Begin

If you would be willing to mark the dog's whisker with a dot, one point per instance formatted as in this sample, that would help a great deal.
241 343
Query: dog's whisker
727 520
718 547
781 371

End

= Exercise goal =
Please write out all of the lines above again, copying each one exactly.

= Full response =
If you would be willing to mark the dog's whisker with a dot, one point per instance formatted as in this sample, that would help a great deal.
241 343
Query: dog's whisker
727 520
718 547
781 371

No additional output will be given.